Dataset records

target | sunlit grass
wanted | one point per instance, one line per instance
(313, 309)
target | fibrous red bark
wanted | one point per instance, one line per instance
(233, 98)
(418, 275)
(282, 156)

- _WORK ITEM_
Return every line above exactly as it stands.

- _TASK SOLUTION_
target | sunlit grass
wanted | one point per instance, one line per instance
(313, 309)
target | fibrous red bark
wanted | one point per instance, one line per instance
(233, 98)
(418, 275)
(282, 156)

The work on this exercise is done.